Set task A =>
Answer these questions from the excerpt on Richard Dodd's sessions with Steve Earle:
(i) Who did Dodd bring in on drums?
(ii) In how many days were the four remaining Dodd-produced cuts completed?
(iii) According to Dodd, how long did the overdub he asked Richard to do take?
Set task B =>
Return the section of the rows that starts with the line containing "of the pink" and runs through the final row, keeping every line unchanged.

— START OF Quoted passage —

The Fairfield Four then listened as Dodd explained what he wanted them to do on the track, “and they did their thing; took awhile.”

Seems there was some communication problem between Dodd and the Fairfield singers. Their musical director, though, understood what Dodd wanted, “which is just as well, because I couldn’t understand a word they said. They were lovely. They were suspicious of this little English white boy telling them what to do. I must admit, at the time mentally I ’settled’ for what they gave me as their interpretation of what I asked for. I later found out that they knew better. I thought they were just ignoring exactly what I wanted and doing what they could do, but they were doing what they do do, which was the right thing. So cheers to them.”

As for the use of strings on “Valentine’s Day,” Dodd found Steve totally amenable to the idea, “a complete pussycat,” in fact. “He was nothing like what he is now,” Dodd says. “He was desperate for someone to take him serious again, I think. So I had my way with it, really.”

“Valentine’s Day” went down so well that Steve and Dodd moved on to the band tracks — “and I said, ’No overdubs, Steve'” — and those went smoothly too, to the point where an enthusiastic Steve Earle suggested, once again but this time more successfully, that they do a fifth song together. In three days they had completed all the work on the four remaining Richard Dodd–produced cuts that would appear on the succeeding album, I Feel Alright, a telling title if ever there was one. Steve even allowed Dodd to select the band to accompany him, there no longer being a formal [lineup of Earle’s band, the Dukes]. He brought Greg Morrow in on drums, Richard Bennett (a favorite of Dodd’s) had already been enlisted as a guitarist, Roy Huskey Jr., returned on bass for “Poor Boy,” but otherwise that slot was filled by the E Street Band’s Garry Tallent, now a Nashville resident.

Of those songs — “Hard-Core Troubadour,” “More Than I Can Do,” “Hurtin’ Me, Hurtin’ You” and “Poor Boy” — the only one that was a bit of a struggle was the turgid, moody “Hurtin’ Me, Hurtin’ You,” a recycling of an oft-told tale in Steve’s canon, him screwing up (and screwing around), explaining that it wasn’t intentional (“I never meant to be cruel and untrue”), and coming to some level of self-realization in the aftermath of his duplicity (see title sentiment). As the song develops, Bennett interjects snippets of twangy pull-off notes, hits a hard chord in the chorus, settles into the background again with minimal comment, until the song starts building to an angry pitch in the final verse. Then, Bennett’s guitar starts wailing like a saxophone — indeed, it even has a sax tone — and takes the music roaring into the final, halting chorus in which Steve, sounding exhausted and breathless, affects the aural equivalent of crawling across the finish line.

“That was a long overdub,” Dodd recalls, “by virtue of what I asked Richard to do. He was up for it, but it took an hour.”

— END OF Quoted passage —
— START OF Input material —

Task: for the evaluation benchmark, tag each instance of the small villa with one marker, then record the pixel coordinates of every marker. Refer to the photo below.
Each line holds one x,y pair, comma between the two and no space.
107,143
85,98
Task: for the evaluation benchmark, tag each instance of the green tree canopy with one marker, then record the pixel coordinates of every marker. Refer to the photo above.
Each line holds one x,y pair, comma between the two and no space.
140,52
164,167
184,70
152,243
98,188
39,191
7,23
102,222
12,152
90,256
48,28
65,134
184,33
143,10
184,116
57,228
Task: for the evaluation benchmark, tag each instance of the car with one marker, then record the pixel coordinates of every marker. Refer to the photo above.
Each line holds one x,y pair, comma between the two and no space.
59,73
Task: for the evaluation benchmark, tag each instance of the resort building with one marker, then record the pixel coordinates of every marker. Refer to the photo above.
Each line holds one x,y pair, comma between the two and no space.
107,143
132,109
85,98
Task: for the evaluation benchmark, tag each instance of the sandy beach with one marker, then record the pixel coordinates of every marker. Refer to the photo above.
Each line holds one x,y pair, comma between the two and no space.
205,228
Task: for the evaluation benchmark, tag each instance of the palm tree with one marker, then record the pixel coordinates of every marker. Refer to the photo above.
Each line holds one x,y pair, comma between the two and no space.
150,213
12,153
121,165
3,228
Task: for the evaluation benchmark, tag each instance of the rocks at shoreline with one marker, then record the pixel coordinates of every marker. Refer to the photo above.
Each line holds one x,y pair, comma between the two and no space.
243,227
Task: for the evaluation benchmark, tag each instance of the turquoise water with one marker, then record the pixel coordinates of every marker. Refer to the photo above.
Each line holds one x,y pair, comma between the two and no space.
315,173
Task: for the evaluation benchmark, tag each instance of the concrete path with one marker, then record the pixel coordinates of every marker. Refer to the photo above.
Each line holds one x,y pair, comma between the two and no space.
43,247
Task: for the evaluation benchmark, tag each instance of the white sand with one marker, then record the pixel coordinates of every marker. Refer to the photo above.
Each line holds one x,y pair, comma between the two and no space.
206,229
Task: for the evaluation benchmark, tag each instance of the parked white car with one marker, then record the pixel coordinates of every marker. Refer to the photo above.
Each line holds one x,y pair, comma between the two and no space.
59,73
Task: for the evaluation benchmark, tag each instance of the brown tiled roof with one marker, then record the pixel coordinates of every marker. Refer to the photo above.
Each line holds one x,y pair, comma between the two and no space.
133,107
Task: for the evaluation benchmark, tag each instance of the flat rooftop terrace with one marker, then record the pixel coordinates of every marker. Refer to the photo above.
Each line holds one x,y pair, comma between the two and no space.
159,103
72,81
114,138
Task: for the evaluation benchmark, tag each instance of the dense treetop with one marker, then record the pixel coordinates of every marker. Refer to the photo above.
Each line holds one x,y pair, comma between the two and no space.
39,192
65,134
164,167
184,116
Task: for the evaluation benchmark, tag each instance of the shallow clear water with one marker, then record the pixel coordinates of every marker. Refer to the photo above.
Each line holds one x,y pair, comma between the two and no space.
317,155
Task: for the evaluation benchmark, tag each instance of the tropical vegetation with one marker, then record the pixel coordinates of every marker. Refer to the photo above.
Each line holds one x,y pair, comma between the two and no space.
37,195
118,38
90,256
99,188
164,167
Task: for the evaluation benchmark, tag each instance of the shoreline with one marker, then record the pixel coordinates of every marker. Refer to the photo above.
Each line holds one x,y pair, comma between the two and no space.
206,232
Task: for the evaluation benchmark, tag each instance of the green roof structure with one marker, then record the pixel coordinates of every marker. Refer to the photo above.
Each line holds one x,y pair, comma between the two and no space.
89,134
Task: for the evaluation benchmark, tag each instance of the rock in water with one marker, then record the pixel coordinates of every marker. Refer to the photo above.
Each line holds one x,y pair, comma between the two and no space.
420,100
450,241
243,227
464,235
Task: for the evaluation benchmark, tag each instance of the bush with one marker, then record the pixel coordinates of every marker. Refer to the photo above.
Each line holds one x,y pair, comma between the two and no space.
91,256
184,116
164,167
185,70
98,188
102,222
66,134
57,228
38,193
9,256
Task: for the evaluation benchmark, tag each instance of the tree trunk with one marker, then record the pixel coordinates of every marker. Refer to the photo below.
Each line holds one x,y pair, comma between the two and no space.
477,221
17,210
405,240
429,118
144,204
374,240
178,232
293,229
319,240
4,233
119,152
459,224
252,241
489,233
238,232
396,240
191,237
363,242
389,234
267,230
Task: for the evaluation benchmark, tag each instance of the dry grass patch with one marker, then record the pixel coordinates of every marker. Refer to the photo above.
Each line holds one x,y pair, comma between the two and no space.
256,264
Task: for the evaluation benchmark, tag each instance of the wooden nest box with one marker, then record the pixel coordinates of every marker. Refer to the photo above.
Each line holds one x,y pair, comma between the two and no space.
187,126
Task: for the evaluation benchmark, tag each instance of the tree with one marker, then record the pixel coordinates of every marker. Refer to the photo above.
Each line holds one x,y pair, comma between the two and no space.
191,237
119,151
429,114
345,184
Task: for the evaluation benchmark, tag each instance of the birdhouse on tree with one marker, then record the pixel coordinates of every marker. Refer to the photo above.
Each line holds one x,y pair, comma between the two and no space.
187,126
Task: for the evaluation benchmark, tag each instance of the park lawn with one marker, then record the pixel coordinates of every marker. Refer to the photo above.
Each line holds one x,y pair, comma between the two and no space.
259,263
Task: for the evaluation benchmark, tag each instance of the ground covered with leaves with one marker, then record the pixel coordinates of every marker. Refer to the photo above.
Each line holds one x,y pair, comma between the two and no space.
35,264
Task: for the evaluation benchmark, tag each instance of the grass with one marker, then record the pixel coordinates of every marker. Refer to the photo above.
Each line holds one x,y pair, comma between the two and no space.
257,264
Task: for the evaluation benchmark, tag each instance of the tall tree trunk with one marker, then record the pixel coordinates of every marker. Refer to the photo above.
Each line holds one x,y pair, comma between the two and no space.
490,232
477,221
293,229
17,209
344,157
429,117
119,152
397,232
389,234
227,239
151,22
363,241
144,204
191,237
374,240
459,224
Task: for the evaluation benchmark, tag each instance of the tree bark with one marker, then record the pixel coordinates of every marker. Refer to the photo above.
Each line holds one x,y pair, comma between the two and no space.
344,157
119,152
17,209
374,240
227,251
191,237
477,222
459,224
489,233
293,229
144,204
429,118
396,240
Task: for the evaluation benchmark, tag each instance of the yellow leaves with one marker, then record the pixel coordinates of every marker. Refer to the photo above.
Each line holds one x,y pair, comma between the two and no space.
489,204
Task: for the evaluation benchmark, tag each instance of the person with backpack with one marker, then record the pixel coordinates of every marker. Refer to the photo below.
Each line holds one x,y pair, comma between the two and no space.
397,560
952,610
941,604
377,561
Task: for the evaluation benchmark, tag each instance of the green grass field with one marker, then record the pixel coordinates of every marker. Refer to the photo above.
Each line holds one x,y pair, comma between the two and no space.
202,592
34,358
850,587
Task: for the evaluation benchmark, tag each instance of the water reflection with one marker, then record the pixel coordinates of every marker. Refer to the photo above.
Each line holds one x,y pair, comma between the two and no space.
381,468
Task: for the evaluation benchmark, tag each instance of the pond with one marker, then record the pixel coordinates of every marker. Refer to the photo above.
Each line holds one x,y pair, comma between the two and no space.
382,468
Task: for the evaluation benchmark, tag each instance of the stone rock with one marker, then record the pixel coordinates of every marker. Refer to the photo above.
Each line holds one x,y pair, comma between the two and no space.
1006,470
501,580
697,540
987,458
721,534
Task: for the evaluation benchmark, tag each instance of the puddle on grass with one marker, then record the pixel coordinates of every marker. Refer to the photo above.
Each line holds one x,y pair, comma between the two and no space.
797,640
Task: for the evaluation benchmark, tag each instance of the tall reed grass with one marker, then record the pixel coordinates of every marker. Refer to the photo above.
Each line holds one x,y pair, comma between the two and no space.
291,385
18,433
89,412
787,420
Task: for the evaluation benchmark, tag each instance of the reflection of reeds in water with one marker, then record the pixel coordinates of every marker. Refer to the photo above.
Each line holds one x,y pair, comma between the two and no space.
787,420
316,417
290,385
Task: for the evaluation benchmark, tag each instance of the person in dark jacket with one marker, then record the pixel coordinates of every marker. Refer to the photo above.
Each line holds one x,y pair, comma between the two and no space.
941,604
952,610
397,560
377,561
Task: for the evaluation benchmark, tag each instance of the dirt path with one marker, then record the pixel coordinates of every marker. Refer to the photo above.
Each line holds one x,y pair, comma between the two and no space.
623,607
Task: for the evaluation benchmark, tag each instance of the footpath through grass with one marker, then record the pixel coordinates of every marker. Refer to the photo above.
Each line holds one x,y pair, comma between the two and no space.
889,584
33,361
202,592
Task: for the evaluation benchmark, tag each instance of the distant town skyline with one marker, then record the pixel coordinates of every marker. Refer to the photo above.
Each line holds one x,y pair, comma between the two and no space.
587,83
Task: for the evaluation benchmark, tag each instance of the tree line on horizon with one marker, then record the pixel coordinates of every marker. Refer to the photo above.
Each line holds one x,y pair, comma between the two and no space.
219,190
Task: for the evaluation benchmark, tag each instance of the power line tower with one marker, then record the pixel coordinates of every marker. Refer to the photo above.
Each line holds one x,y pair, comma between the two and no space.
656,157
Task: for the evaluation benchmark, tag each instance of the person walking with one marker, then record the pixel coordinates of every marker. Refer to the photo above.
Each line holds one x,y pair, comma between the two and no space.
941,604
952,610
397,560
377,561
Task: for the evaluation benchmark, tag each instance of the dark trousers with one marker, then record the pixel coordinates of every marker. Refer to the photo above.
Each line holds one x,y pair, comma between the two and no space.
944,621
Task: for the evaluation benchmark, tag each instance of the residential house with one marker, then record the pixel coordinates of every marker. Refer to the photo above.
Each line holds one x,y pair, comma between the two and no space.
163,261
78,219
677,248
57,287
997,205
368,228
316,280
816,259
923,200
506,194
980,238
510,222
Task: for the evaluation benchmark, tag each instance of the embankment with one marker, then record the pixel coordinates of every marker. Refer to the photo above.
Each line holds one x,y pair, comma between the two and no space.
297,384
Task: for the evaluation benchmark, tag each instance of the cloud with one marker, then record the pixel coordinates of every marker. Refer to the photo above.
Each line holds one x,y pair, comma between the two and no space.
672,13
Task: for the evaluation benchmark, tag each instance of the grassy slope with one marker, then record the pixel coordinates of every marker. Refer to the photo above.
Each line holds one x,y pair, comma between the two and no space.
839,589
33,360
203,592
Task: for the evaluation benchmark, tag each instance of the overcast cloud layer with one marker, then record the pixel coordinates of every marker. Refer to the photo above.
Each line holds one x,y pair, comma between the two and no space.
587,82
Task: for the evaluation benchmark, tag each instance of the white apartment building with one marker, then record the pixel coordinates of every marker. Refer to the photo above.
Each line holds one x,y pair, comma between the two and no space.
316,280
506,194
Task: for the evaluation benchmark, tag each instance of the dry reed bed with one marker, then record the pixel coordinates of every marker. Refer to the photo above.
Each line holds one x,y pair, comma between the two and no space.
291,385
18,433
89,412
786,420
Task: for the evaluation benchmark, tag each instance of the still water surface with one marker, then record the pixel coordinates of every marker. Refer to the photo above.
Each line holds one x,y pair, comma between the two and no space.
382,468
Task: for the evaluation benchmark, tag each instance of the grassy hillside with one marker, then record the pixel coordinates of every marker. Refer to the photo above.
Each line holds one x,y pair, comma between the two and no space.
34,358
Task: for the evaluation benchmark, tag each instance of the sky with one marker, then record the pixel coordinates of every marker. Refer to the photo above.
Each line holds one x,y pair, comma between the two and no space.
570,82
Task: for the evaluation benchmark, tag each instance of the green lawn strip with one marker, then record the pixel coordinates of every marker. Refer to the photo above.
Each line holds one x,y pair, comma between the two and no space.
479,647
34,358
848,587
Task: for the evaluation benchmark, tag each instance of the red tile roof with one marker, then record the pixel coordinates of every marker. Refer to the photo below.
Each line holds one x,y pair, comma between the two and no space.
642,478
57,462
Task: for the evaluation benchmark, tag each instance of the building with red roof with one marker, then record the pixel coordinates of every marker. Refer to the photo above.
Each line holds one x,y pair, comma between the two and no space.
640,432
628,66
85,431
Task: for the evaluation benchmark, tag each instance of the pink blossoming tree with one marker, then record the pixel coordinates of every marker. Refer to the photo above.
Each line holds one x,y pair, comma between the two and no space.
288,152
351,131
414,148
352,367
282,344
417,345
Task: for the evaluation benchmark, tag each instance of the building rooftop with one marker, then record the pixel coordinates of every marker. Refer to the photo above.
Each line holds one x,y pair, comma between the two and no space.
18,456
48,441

— END OF Input material —

Right answer A =>
(i) Greg Morrow
(ii) Three days
(iii) An hour

Right answer B =>
Task: for the evaluation benchmark, tag each instance of the pink blossoming tree with one marker, then record the pixel coordinates of every marker. Refer to the photo above.
Each line holds one x,y pair, comma between the two and no space.
288,152
351,131
414,148
352,367
282,344
417,345
Task: for the evaluation benchmark, tag each instance of the building rooftop with one marker, then record the pixel coordinates of every marker. Refer to the photo above.
Each line holds one x,y pair, comma between the two and no space.
18,456
48,441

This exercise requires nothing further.